━━━━━ DATA EXTRACT

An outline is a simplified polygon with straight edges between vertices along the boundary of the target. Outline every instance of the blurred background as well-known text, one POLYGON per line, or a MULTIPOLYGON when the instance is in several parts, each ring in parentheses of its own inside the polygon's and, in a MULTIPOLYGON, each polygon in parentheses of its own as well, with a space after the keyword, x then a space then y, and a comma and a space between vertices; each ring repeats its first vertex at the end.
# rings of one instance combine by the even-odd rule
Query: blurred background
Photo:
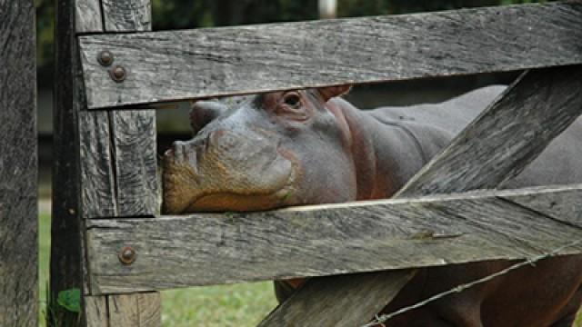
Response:
MULTIPOLYGON (((48 279, 52 164, 52 87, 55 0, 35 0, 37 14, 38 132, 40 187, 40 299, 48 279)), ((154 30, 192 29, 320 18, 398 15, 507 5, 524 0, 152 0, 154 30)), ((325 40, 321 40, 325 42, 325 40)), ((407 81, 356 87, 347 100, 366 109, 439 102, 492 84, 508 84, 517 73, 407 81)), ((187 104, 158 110, 158 151, 190 137, 187 104)), ((43 303, 44 304, 44 303, 43 303)), ((269 282, 194 288, 163 292, 165 326, 252 326, 276 305, 269 282)), ((42 307, 42 306, 41 306, 42 307)), ((41 322, 43 310, 41 310, 41 322)), ((43 322, 44 325, 44 322, 43 322)))

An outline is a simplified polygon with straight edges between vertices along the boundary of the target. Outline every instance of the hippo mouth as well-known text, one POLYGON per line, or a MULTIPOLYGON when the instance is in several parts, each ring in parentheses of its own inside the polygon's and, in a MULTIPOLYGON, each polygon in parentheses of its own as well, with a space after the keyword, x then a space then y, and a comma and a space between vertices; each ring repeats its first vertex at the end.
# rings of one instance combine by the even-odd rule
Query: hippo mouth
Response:
POLYGON ((278 169, 276 177, 269 180, 258 175, 251 181, 236 173, 224 175, 222 173, 228 169, 220 164, 206 169, 195 168, 187 162, 176 162, 166 154, 164 213, 248 212, 290 205, 296 201, 296 183, 300 173, 298 164, 286 151, 277 149, 276 153, 276 163, 273 165, 286 167, 283 169, 285 173, 278 169), (216 167, 220 173, 213 169, 216 167))
POLYGON ((216 192, 201 194, 193 199, 184 212, 250 212, 288 205, 287 203, 295 193, 296 175, 296 169, 293 167, 289 172, 286 183, 279 189, 270 193, 216 192))

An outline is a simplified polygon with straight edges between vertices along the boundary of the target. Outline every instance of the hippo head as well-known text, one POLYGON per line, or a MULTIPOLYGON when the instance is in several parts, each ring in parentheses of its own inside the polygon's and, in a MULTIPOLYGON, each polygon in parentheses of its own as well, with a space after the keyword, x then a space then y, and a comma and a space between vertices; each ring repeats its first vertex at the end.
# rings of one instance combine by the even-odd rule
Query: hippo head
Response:
POLYGON ((201 101, 195 137, 164 158, 164 212, 266 210, 356 200, 352 138, 330 99, 349 86, 201 101))

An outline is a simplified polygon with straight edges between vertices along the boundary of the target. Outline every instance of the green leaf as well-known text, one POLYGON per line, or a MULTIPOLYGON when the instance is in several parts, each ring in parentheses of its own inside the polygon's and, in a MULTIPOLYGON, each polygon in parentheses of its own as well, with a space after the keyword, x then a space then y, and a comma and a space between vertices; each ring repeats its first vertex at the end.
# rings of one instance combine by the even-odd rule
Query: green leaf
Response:
POLYGON ((79 313, 81 312, 81 290, 75 288, 59 292, 56 302, 72 312, 79 313))

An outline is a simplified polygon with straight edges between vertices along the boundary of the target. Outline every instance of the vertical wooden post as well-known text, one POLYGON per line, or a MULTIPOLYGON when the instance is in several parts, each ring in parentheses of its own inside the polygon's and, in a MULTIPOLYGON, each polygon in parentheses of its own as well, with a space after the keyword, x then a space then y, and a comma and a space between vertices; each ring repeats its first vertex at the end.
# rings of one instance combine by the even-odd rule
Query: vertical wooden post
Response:
POLYGON ((35 5, 0 2, 0 326, 38 316, 35 5))
MULTIPOLYGON (((51 292, 85 294, 83 319, 53 307, 66 325, 161 324, 158 292, 90 295, 85 220, 157 210, 156 113, 87 111, 76 44, 85 33, 150 30, 150 11, 149 0, 57 2, 51 292)), ((123 64, 113 62, 104 69, 123 64)))
POLYGON ((337 0, 319 0, 319 17, 336 18, 337 15, 337 0))

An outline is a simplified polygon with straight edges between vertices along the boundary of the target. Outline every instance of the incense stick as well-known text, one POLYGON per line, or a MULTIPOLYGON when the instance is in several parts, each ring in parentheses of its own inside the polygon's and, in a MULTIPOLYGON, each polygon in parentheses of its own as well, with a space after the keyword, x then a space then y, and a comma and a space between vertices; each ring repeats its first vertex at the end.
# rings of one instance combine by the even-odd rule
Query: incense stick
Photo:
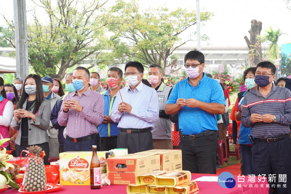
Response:
POLYGON ((184 98, 184 94, 183 94, 183 90, 182 90, 182 86, 181 86, 181 83, 180 83, 180 78, 179 78, 179 76, 178 76, 178 73, 177 73, 177 71, 176 71, 176 73, 177 73, 177 77, 178 77, 178 79, 179 80, 179 83, 180 84, 180 87, 181 88, 181 91, 182 92, 182 94, 183 95, 183 98, 184 99, 185 99, 185 98, 184 98))
POLYGON ((258 105, 259 105, 259 111, 260 112, 260 115, 261 115, 261 109, 260 108, 260 103, 259 102, 259 95, 258 94, 258 89, 256 87, 255 91, 257 92, 257 98, 258 98, 258 105))
MULTIPOLYGON (((115 81, 116 81, 116 84, 117 84, 117 80, 116 79, 116 75, 115 73, 114 74, 114 78, 115 78, 115 81)), ((120 89, 119 88, 119 87, 118 87, 118 84, 117 84, 117 87, 118 88, 118 91, 119 92, 119 94, 120 94, 120 97, 121 98, 121 100, 123 102, 123 100, 122 99, 122 96, 121 96, 121 93, 120 92, 120 89)))

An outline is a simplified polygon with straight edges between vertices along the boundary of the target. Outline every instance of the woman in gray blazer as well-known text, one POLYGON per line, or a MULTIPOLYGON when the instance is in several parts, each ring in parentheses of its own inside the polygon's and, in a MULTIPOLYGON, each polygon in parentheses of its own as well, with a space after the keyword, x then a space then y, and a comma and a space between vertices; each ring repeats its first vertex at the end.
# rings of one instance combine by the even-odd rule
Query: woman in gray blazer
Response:
MULTIPOLYGON (((31 145, 42 148, 45 156, 45 165, 48 164, 49 147, 47 129, 49 125, 51 104, 44 98, 41 79, 37 75, 31 74, 25 78, 21 97, 11 124, 13 129, 19 130, 15 140, 16 155, 31 145)), ((25 156, 22 154, 22 156, 25 156)))

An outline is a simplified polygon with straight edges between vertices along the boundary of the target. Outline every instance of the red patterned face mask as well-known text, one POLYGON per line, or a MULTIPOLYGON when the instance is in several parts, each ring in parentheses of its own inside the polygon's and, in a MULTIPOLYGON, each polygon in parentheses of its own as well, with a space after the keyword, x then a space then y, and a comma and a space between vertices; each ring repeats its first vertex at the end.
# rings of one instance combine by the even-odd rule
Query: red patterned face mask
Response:
MULTIPOLYGON (((117 80, 118 80, 118 79, 117 80)), ((113 89, 117 87, 117 83, 116 82, 117 80, 115 80, 115 78, 113 77, 109 77, 107 78, 107 84, 108 85, 108 87, 109 88, 113 89)))

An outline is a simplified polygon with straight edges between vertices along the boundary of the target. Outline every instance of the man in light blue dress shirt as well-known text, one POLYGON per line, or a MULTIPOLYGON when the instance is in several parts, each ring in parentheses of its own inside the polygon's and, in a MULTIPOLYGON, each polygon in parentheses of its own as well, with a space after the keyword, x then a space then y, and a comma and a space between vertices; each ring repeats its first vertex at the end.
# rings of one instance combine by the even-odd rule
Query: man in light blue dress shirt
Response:
POLYGON ((155 89, 141 82, 144 70, 139 62, 126 64, 124 74, 129 86, 120 90, 121 96, 117 93, 110 114, 118 123, 117 147, 127 148, 129 154, 154 147, 151 131, 159 119, 159 100, 155 89))

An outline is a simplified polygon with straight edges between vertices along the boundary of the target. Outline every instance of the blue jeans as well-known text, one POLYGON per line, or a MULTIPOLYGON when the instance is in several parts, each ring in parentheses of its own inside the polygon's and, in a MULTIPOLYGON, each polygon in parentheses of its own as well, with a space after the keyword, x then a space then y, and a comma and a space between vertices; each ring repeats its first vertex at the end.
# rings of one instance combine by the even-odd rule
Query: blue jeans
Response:
POLYGON ((244 174, 254 174, 252 165, 252 153, 251 151, 252 146, 239 144, 239 150, 242 160, 242 166, 244 168, 244 174))
POLYGON ((66 140, 64 144, 64 151, 92 151, 92 146, 97 145, 97 138, 74 143, 66 140))

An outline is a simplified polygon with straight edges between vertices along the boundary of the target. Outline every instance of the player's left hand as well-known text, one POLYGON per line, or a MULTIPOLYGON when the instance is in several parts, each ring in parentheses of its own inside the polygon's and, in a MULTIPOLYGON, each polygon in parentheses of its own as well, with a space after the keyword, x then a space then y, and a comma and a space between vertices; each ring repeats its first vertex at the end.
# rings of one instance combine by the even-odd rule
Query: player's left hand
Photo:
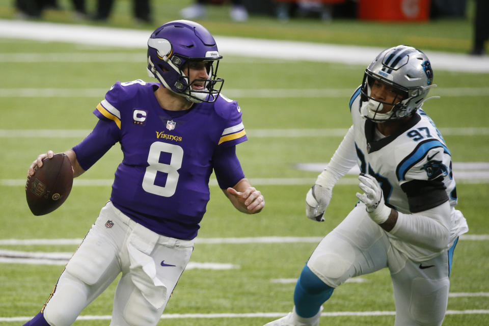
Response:
POLYGON ((377 224, 384 223, 391 214, 391 209, 384 201, 382 188, 375 178, 368 174, 360 173, 358 186, 364 193, 357 193, 357 198, 365 204, 367 212, 377 224))
POLYGON ((238 192, 231 187, 226 189, 229 195, 233 196, 241 205, 244 212, 258 213, 265 206, 265 199, 261 192, 254 187, 248 187, 244 192, 238 192))

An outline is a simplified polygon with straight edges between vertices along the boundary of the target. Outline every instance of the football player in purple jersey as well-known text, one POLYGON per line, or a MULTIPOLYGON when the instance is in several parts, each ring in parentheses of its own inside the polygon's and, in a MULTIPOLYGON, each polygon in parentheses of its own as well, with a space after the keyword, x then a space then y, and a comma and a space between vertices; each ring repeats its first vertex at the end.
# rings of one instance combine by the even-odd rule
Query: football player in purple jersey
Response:
MULTIPOLYGON (((117 82, 97 106, 93 130, 65 153, 77 177, 120 143, 110 200, 25 324, 71 324, 122 273, 111 325, 156 325, 190 259, 212 171, 238 210, 263 208, 236 154, 247 138, 239 106, 221 94, 222 58, 202 25, 168 22, 148 41, 148 72, 158 82, 117 82)), ((28 173, 52 155, 40 155, 28 173)))
POLYGON ((337 287, 386 268, 394 325, 442 324, 453 251, 468 228, 455 208, 450 150, 421 108, 432 82, 428 58, 411 46, 387 49, 367 67, 350 99, 352 125, 308 192, 306 215, 324 220, 333 186, 356 165, 359 201, 307 261, 292 311, 265 326, 318 326, 337 287))

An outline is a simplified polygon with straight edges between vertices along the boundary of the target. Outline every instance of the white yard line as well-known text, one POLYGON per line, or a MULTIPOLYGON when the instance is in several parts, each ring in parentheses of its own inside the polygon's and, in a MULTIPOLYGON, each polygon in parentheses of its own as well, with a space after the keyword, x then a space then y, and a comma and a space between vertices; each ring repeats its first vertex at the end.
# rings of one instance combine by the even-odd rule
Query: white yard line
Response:
MULTIPOLYGON (((280 318, 287 314, 286 312, 252 312, 248 313, 219 313, 219 314, 164 314, 162 319, 207 319, 223 318, 280 318)), ((447 310, 447 315, 473 315, 489 314, 489 310, 447 310)), ((339 317, 342 316, 394 316, 395 311, 338 311, 336 312, 323 312, 321 317, 339 317)), ((28 321, 32 317, 0 317, 2 322, 28 321)), ((80 316, 77 320, 110 320, 112 316, 109 315, 80 316)))

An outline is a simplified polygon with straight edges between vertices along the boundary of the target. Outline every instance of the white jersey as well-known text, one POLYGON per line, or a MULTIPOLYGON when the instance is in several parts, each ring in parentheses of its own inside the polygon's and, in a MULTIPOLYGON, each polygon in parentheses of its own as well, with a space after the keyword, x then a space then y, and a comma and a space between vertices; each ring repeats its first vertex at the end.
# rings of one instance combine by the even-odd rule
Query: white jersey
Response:
MULTIPOLYGON (((350 100, 357 162, 362 172, 374 176, 387 206, 416 214, 449 201, 451 209, 451 242, 467 231, 467 222, 454 207, 457 204, 450 150, 432 120, 419 109, 406 125, 387 137, 375 123, 360 115, 360 88, 350 100)), ((404 241, 390 233, 395 248, 414 260, 438 254, 404 241)))

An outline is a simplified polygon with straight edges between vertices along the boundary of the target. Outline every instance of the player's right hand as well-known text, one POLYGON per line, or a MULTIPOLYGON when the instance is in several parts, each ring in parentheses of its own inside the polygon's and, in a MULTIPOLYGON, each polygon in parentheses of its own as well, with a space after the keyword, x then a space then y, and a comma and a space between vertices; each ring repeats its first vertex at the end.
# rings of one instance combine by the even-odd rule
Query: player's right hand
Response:
POLYGON ((27 176, 29 177, 29 176, 33 175, 34 174, 34 171, 42 166, 42 160, 46 158, 46 157, 52 158, 53 155, 55 155, 55 153, 53 151, 49 150, 47 151, 47 153, 38 155, 37 158, 34 160, 31 164, 31 166, 29 167, 29 170, 27 171, 27 176))
POLYGON ((330 204, 333 196, 333 189, 317 183, 314 184, 306 195, 306 215, 313 221, 322 222, 324 221, 326 208, 330 204))

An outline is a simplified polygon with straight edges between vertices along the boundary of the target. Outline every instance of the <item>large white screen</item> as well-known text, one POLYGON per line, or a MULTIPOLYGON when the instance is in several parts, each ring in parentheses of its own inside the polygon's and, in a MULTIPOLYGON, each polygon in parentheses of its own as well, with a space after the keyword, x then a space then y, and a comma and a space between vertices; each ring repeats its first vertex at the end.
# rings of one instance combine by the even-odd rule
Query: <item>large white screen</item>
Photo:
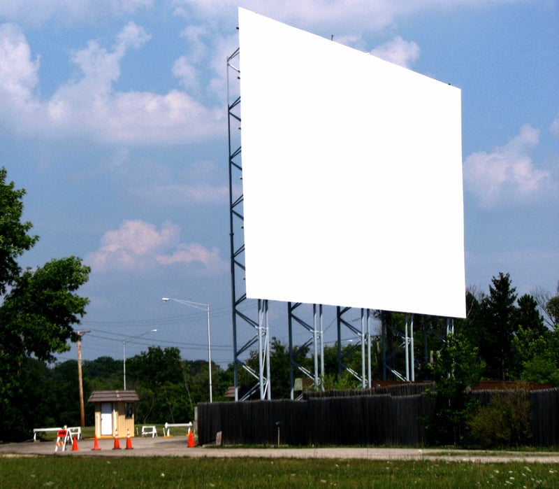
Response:
POLYGON ((460 91, 239 9, 247 295, 465 316, 460 91))

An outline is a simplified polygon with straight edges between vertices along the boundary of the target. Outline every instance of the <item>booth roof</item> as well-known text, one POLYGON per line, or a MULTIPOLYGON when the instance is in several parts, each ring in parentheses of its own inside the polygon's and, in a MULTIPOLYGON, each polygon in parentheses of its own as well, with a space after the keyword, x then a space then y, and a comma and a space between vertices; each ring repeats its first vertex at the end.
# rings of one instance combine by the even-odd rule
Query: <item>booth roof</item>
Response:
POLYGON ((134 402, 139 401, 136 390, 94 390, 88 402, 134 402))

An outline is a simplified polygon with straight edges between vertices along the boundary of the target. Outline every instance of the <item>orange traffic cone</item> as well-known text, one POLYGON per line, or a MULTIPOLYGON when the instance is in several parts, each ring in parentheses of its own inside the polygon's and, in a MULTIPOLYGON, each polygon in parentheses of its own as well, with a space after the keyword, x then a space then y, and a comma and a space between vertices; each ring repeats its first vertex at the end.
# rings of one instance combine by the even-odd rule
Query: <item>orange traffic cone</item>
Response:
POLYGON ((191 431, 189 431, 188 433, 188 448, 191 448, 193 446, 194 446, 194 435, 191 431))
POLYGON ((126 430, 126 450, 132 450, 132 439, 130 437, 130 430, 126 430))
POLYGON ((115 446, 112 447, 113 450, 120 450, 120 441, 118 439, 118 430, 115 430, 115 446))

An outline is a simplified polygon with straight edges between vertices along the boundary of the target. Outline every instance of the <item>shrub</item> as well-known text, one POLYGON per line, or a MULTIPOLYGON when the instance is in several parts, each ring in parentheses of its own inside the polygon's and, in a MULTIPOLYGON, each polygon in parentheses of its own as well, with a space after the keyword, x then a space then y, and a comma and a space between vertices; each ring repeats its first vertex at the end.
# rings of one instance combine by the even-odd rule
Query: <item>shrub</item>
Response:
POLYGON ((532 439, 531 404, 528 386, 518 383, 495 391, 468 422, 468 438, 483 448, 519 446, 532 439))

━━━━━━━━━━

● **GOAL**: Rewrite the stretch from the line containing "of the <item>orange" through the line containing "POLYGON ((126 430, 126", replacing "traffic cone" with "road cone" and leaving everything else unchanged. Give only those lines.

● **FINISHED EXERCISE**:
An outline is a simplified polygon with straight edges between vertices along the boundary of the target. Outline every instance of the <item>orange road cone</item> as well-known text, one POLYGON per line, or a MULTIPOLYGON when the instance is in several parts, each ring in parentheses of its own inside the polygon's and, in a MULTIPOLYGON, each polygon in parentheses of its own as well, with a space after the keyword, x then a space then y, and a comma and a space between vertices; each ring repeats its first vertex at the end.
# rings of one instance combine by the even-odd rule
Query: <item>orange road cone</item>
Response:
POLYGON ((191 431, 189 431, 188 433, 188 448, 191 448, 193 446, 194 446, 194 435, 191 431))
POLYGON ((126 430, 126 450, 132 450, 132 439, 130 437, 130 430, 126 430))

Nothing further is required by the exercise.